WHAT THE TASK REQUIRES » Write out the data below exactly, from its first line to the line containing "Lane-count request: drop a dot on each instance of the riverbank", that line included.

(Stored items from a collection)

= Beginning of Section =

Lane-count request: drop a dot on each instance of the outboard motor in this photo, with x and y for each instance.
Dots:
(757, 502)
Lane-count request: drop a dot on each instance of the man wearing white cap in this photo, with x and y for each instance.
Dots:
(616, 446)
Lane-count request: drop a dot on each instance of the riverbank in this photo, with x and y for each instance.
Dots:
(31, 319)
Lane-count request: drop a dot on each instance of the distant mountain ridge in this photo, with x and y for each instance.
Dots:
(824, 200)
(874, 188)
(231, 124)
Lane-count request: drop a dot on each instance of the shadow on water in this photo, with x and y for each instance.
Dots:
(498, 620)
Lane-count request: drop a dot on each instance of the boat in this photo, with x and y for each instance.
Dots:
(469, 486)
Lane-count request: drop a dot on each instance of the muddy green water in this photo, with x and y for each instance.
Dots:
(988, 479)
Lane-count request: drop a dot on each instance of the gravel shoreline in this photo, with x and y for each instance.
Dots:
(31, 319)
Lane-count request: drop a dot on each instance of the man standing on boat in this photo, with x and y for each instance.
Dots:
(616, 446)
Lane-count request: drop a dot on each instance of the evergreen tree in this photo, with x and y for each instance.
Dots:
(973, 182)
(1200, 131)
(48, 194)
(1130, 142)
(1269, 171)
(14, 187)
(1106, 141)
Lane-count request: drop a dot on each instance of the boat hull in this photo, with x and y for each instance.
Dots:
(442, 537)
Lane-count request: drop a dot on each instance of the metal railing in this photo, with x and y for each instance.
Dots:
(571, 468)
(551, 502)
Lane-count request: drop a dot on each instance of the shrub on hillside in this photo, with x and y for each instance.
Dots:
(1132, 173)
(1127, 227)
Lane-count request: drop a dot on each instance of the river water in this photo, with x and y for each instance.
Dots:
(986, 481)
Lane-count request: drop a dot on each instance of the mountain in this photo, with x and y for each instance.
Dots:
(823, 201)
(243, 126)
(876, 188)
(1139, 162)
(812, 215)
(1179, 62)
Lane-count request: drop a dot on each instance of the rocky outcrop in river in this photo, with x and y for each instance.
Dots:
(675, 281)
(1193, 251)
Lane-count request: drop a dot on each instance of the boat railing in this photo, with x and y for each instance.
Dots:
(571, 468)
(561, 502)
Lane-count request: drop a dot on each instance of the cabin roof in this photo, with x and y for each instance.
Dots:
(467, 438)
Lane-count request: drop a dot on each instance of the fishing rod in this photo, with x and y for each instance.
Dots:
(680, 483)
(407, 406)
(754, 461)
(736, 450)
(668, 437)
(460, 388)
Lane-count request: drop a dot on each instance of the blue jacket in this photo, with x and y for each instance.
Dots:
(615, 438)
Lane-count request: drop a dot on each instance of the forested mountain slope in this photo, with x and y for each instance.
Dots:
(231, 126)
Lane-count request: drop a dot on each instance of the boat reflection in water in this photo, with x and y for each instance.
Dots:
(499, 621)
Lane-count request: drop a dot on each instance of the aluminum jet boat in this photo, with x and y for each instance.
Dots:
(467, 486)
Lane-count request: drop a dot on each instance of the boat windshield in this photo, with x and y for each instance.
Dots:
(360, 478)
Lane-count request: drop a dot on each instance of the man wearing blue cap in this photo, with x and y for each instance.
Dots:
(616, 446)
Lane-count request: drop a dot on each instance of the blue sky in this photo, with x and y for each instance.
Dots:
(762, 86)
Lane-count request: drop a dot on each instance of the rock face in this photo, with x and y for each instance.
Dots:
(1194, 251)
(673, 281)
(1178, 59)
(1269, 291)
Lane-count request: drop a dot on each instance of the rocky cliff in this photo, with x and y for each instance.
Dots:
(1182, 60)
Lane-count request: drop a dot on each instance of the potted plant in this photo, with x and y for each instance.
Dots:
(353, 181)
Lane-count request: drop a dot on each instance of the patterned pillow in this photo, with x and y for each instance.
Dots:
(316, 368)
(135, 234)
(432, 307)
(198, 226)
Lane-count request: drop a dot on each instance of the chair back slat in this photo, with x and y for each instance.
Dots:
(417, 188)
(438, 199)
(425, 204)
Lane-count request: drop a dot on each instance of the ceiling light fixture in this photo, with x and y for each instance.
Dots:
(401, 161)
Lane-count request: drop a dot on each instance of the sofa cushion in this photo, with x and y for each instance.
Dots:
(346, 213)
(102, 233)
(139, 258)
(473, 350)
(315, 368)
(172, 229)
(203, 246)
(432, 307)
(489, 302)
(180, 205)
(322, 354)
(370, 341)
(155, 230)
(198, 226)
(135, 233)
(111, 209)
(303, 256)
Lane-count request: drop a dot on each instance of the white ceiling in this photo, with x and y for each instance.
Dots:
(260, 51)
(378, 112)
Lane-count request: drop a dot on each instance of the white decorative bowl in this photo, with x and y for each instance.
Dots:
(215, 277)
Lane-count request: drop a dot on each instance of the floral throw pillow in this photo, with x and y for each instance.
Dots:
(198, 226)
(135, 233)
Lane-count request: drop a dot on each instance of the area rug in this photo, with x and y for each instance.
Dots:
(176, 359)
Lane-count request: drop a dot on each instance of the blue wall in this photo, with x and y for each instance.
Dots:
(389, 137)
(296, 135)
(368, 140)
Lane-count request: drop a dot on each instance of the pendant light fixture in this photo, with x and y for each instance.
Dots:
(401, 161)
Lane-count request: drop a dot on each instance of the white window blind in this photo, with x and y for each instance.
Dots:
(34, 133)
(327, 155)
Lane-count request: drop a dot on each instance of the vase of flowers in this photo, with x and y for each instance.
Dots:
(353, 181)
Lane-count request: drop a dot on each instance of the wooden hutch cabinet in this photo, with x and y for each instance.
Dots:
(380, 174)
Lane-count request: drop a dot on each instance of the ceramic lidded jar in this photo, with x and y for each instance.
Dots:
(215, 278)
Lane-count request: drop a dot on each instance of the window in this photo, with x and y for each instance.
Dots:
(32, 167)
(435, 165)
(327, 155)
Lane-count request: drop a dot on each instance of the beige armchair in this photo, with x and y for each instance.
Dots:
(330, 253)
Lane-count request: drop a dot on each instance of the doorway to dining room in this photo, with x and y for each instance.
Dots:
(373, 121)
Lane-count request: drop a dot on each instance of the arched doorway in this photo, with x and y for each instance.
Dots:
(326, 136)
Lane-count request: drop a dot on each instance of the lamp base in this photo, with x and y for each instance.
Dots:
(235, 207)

= End of Section =

EXERCISE RESPONSE »
Lane-count request: drop a dot on each instance of the outboard motor in this photo, with x and y for each instance.
Dots:
(757, 502)
Lane-count request: drop a dot on each instance of the man wearing white cap in this photo, with x and y for each instance.
Dots:
(616, 446)
Lane-count request: drop a dot on each instance of the riverbank in this photo, with x and y for each instance.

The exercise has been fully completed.